The decision




Upper Tribunal
(Immigration and Asylum Chamber) Appeal Number: OA/14461/2013
OA/14462/2013

THE IMMIGRATION ACTS

Heard at Field House

Determination Promulgated
On 10th April 2015
On 22nd May 2015



Before

DEPUTY UPPER TRIBUNAL JUDGE MCCLURE

Between

Ms Shenglan Chen
Ms Wanying Chen
Appellants
and

The Entry Clearance Officer Beijing China
(No ANONYMITY DIRECTION MADE)
Respondent
Representation:
For the Appellant: Mr H Kannagra Counsel instructed by Anglo Chinese Law Firm Ltd
For the Respondent: Ms Savage Senior Home Office Presenting Officer

DECISION AND REASONS
1. The Appellants, Ms Shenglan Chen date of birth 12th of January 1997 and Ms Wanying Chen date of birth the 24 August 1999 are citizens of China. Having considered all the circumstances including the fact that both appellants are minors, I do not consider it necessary to make an anonymity direction.
2. This is an appeal by the Appellants against the determination of First-tier Tribunal Judge Ross promulgated on 7 August 2014, whereby the judge dismissed the Appellants' appeal against the decisions of the ECO dated 13th June 2013 [see below]. The decisions by the ECO were to refuse the Appellants entry clearance to the United Kingdom as minor child dependants of a person present and settled in the United Kingdom under paragraph 297 of the Immigration Rules.
3. By decision made on the 3rd February 2015 leave to appeal to the Upper Tribunal was granted. Thus the matter appears before me to determine in the first instance whether there is an error of law in the original decision.
4. The sole issue dealt with in substance by the judge was whether the sponsor had sole responsibility for the Appellants. All of the other requirements of the rules under paragraph 297 appear to have been accepted as satisfied. The decision/explanatory statement [decision letter] had raised the general grounds of refusal under paragraph 320(7A).
5. The date on the decision letters by the ECO is 13th January 2013. At the outset of the hearing before me it was accepted that the decision letters by the ECO should have been dated 13th June 2013. It was accepted that the date on the decision letters was not correct.

============

PROMPT A: In the tribunal decision, which First-tier Tribunal Judge dismissed the appellants' appeal?

============

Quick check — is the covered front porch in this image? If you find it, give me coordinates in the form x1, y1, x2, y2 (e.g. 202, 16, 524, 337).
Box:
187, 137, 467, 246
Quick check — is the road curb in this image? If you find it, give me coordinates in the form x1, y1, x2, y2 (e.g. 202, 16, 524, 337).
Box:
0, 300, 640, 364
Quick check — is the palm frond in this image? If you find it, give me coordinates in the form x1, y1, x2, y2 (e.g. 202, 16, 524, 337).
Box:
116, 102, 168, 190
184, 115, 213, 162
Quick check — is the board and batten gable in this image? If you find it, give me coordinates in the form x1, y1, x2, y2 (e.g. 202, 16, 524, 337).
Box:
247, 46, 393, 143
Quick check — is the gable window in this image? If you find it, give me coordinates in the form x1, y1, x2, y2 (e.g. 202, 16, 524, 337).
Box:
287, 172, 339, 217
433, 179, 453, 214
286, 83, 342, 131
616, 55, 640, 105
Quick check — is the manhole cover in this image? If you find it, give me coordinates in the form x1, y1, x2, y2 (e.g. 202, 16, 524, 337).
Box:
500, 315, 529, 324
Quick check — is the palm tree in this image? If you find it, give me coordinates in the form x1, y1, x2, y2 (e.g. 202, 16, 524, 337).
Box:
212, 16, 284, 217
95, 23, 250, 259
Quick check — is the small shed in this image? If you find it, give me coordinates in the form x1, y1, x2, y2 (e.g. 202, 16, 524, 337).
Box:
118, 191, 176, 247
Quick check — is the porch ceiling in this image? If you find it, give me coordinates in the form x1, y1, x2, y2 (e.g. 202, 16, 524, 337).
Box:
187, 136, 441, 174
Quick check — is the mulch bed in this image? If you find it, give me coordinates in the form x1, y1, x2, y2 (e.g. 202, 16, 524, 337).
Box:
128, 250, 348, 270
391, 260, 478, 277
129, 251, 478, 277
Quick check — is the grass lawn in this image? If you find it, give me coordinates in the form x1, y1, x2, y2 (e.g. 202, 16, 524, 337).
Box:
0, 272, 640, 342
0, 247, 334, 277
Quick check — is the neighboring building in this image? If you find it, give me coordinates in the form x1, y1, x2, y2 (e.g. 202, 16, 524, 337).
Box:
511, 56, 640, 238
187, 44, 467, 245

============

PROMPT B: Extract everything in the listing from the line containing "Quick check — is the grass" down to the last line of the listing, reproducing each line verbatim.

COMPLETE ANSWER A: First-tier Tribunal Judge Ross

COMPLETE ANSWER B:
Quick check — is the grass lawn in this image? If you find it, give me coordinates in the form x1, y1, x2, y2 (e.g. 202, 16, 524, 337).
Box:
0, 272, 640, 342
0, 247, 334, 277
Quick check — is the neighboring building in this image? If you find it, give me coordinates in the form x1, y1, x2, y2 (e.g. 202, 16, 524, 337).
Box:
511, 56, 640, 238
187, 44, 467, 245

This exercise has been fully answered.